Lay out each line of the data below as a JSON list of strings, with one string per line and no blank lines. Leave the pictures out of the list.

_ _ _ _ _

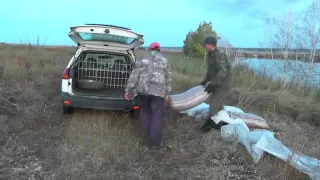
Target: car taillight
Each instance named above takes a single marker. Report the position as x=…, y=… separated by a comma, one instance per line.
x=65, y=74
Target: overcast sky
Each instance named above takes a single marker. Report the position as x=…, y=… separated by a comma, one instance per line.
x=168, y=22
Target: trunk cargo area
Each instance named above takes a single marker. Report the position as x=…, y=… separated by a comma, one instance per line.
x=101, y=74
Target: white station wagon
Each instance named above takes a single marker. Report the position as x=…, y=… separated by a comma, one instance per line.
x=97, y=74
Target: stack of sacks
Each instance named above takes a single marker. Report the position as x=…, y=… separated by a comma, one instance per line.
x=201, y=111
x=259, y=139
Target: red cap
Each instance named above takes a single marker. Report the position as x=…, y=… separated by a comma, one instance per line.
x=154, y=45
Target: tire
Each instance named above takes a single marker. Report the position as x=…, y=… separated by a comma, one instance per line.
x=67, y=109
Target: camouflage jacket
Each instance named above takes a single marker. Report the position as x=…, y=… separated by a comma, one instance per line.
x=219, y=69
x=151, y=76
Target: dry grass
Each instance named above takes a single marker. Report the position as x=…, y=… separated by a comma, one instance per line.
x=38, y=142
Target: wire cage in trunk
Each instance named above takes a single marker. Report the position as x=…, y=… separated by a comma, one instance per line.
x=110, y=69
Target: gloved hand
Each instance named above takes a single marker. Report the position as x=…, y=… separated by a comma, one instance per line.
x=210, y=88
x=203, y=83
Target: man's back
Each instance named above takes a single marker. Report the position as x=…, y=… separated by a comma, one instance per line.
x=219, y=68
x=154, y=73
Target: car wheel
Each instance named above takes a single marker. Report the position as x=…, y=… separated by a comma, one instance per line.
x=67, y=110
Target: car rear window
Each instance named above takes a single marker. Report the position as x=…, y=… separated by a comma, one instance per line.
x=106, y=38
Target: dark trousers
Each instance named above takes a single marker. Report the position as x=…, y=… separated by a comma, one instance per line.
x=151, y=116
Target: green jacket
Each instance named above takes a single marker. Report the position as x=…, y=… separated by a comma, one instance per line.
x=219, y=69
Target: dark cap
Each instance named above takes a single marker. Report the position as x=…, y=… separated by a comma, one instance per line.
x=210, y=40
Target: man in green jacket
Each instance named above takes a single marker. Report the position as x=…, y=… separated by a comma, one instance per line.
x=217, y=81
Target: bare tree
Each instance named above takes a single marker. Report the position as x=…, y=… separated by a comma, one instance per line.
x=283, y=41
x=310, y=25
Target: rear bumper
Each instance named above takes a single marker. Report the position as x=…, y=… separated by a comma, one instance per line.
x=99, y=104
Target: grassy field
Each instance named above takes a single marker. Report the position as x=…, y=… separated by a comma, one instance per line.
x=38, y=142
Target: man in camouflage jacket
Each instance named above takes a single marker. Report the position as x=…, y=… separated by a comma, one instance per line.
x=151, y=80
x=217, y=81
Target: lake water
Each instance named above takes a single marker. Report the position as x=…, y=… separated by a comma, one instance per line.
x=296, y=70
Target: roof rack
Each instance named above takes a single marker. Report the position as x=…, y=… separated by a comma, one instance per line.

_ _ _ _ _

(RESPONSE TO THIS TASK):
[
  "Target: car taillight",
  "Each instance named above takes a single marker. Report the position as x=…, y=… separated by a comma, one instance per line.",
  "x=65, y=74",
  "Target: overcast sky",
  "Each instance named above takes a single marker. Report the position as x=…, y=… separated by a comma, one instance per line.",
  "x=168, y=22",
  "Target: trunk cargo area",
  "Each instance named above takes a single marker. Report the position as x=…, y=… separated by a comma, one instance per line.",
  "x=101, y=74",
  "Target: white station wagon",
  "Each instance named above takes a single marker. Report the position as x=…, y=… separated by a comma, one instance per line.",
  "x=97, y=74",
  "Target: stack of sacks",
  "Each instance named above takes a single marker. Report the position as x=…, y=… separated by a comma, one instance per line.",
  "x=201, y=111",
  "x=259, y=139",
  "Target: red cap",
  "Each instance named above takes a single marker. Report the position as x=…, y=… separated by a comma, one instance per line.",
  "x=154, y=45",
  "Target: tire",
  "Each instance named above takes a single marker. Report the position as x=…, y=… separated by a comma, one instance per line.",
  "x=67, y=109",
  "Target: camouflage jacket",
  "Each instance named above takes a single marker. Report the position as x=…, y=… separated by a comma, one instance per line.",
  "x=219, y=69",
  "x=151, y=76",
  "Target: dry grass",
  "Each instance named above takes a single marker. Report the position as x=…, y=… separated by a comma, one instance per line.",
  "x=38, y=142",
  "Target: wire cage in trunk",
  "Each instance named above takes a single marker. Report the position as x=…, y=… separated by a comma, one instance per line.",
  "x=110, y=69",
  "Target: gloved hand",
  "Each instance named above takes a single marker. Report the position as x=…, y=… separated by a comma, one instance per line.",
  "x=210, y=88",
  "x=203, y=83",
  "Target: man's back",
  "Each instance named above takes a single marker. Report the position as x=…, y=… separated by a comma, one instance per line.",
  "x=219, y=68",
  "x=154, y=73",
  "Target: car wheel",
  "Each instance named above takes a single marker. Report the position as x=…, y=… separated by a comma, one instance per line.",
  "x=67, y=110",
  "Target: car rear window",
  "Each instance named above takes a single marker. Report the position as x=…, y=… separated by a comma, one instance per line.",
  "x=106, y=38",
  "Target: dark trousers",
  "Each instance named above takes a single marker. Report the position as x=…, y=… separated by a comma, one instance per line.",
  "x=151, y=116",
  "Target: green jacket",
  "Each instance named above takes a single marker. Report the position as x=…, y=… separated by a comma, one instance per line.",
  "x=219, y=69",
  "Target: dark cap",
  "Each instance named above takes a single marker. Report the position as x=…, y=… separated by a comma, one instance per line.",
  "x=210, y=40",
  "Target: man in green jacket",
  "Each instance named above takes a single marker. Report the position as x=…, y=… separated by a comma, one instance per line.",
  "x=217, y=81",
  "Target: bare tree",
  "Each instance named above takes a single marker. Report the position as x=…, y=… separated by a comma, one instance per line.",
  "x=283, y=41",
  "x=310, y=25",
  "Target: rear bumper",
  "Each instance named above takes a single marker. Report the position as x=…, y=… separated by a comma, one instance per line.",
  "x=99, y=104",
  "Target: grassy field",
  "Each instance named above takes a single marker. Report the position as x=…, y=… separated by a comma, one instance per line.",
  "x=38, y=142",
  "Target: man in camouflage jacket",
  "Each instance named above takes a single marker. Report the position as x=…, y=… separated by a comma, one instance per line.",
  "x=151, y=80",
  "x=217, y=81",
  "Target: lake water",
  "Each instance named above takes a single marker. Report the position as x=…, y=… separated by a comma, one instance per line.",
  "x=296, y=70",
  "Target: roof rack",
  "Each instance named above takes a single marker. Report the position as x=…, y=… separated by a comma, one instance per line."
]